* [Problem description] Please copy the lines below, exactly as they are, from the one with "Expected: one pin per instance of the banner" through the one with "Expected: one pin per instance of the street", and leave out the pictures.
══════
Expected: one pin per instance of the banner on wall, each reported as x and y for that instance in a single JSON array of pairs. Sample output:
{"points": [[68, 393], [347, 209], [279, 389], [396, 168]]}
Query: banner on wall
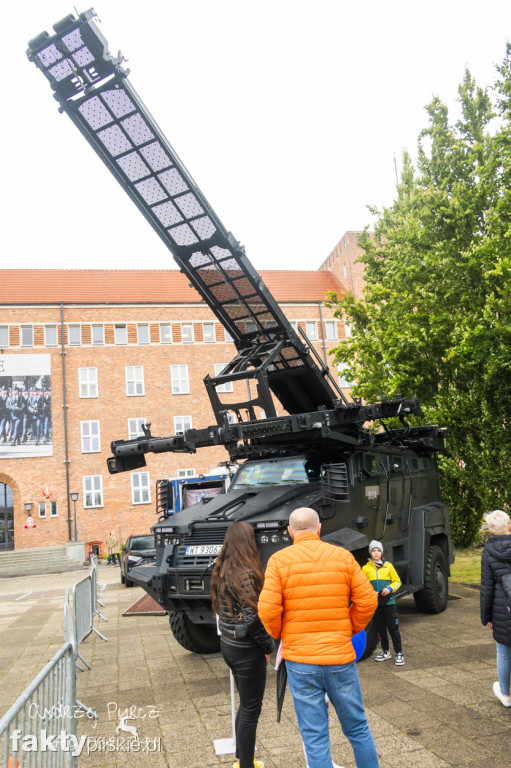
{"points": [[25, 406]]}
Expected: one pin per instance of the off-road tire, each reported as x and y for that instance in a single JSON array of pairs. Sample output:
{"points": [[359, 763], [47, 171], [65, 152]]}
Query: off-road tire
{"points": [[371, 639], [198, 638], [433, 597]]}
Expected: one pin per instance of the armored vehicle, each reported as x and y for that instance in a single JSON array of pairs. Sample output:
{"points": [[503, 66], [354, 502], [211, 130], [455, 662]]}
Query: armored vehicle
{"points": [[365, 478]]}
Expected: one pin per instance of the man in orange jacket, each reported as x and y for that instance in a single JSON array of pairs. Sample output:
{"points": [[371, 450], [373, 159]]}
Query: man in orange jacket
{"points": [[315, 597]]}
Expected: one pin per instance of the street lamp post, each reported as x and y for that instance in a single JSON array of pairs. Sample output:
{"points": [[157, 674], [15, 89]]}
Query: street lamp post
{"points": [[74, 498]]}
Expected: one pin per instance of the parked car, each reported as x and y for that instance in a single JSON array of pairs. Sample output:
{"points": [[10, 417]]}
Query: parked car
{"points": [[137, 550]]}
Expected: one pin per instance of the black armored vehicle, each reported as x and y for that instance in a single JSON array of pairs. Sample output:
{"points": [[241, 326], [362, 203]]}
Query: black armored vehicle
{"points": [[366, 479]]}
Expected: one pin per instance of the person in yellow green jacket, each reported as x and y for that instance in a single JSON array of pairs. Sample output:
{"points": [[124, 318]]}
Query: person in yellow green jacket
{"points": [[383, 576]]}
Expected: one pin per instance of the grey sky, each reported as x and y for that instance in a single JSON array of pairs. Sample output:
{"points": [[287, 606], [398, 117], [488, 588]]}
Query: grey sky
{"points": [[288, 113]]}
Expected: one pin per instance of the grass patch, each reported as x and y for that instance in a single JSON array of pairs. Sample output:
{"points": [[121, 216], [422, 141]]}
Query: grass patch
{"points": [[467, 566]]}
══════
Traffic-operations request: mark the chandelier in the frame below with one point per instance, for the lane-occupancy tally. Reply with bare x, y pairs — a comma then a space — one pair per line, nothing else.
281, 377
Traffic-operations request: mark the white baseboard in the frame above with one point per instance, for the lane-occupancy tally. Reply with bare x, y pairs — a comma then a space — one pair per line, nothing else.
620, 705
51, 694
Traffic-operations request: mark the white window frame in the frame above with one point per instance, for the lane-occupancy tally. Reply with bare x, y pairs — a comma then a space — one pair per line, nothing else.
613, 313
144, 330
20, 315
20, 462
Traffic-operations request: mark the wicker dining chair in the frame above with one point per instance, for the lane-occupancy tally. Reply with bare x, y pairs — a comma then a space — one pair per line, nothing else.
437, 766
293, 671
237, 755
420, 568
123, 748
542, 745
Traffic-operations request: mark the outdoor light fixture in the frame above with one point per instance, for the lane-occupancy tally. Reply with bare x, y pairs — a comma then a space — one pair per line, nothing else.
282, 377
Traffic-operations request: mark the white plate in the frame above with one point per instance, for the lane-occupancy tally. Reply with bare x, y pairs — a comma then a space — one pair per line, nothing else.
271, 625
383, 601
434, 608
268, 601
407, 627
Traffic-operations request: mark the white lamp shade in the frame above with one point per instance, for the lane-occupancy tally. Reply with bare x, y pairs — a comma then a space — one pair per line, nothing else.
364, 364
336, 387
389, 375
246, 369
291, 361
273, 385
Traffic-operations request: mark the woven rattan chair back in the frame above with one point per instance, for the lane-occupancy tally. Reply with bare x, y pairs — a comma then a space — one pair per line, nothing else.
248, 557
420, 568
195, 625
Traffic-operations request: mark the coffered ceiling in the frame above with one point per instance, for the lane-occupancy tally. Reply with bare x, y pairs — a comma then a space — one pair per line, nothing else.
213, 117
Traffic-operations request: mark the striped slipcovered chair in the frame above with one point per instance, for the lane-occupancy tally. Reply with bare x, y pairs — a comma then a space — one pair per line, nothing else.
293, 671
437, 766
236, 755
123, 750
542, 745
══════
* [Response box]
Expected: one pin per instance of the banner on wall, each reported as x and y for that instance in a single JSON array of pairs. Sample output:
{"points": [[68, 393], [347, 209], [279, 389], [396, 168]]}
Query: banner on wall
{"points": [[25, 406]]}
Expected: one pin per instance of the off-road tire, each reported as x and y for that instance in a single JSON array of pairs. Sample output:
{"points": [[359, 763], [47, 171], [65, 152]]}
Query: off-road tire
{"points": [[371, 639], [198, 638], [433, 597]]}
Expected: one pin per instance of the armored vehicle, each reported as x and y for that instance in a single JSON array of pairs. Sample output:
{"points": [[503, 66], [354, 502], [211, 130], [455, 662]]}
Query: armored vehicle
{"points": [[365, 478]]}
Expected: one pin per instance of the man in orange jacket, each reported as x and y for that instance in a single JSON array of pairs. Sample output:
{"points": [[371, 450], [373, 159]]}
Query: man in orange jacket
{"points": [[315, 597]]}
Expected: one pin per instance of the street lamp post, each reported as x and y for that instance in a single JSON array of pairs. Sample output:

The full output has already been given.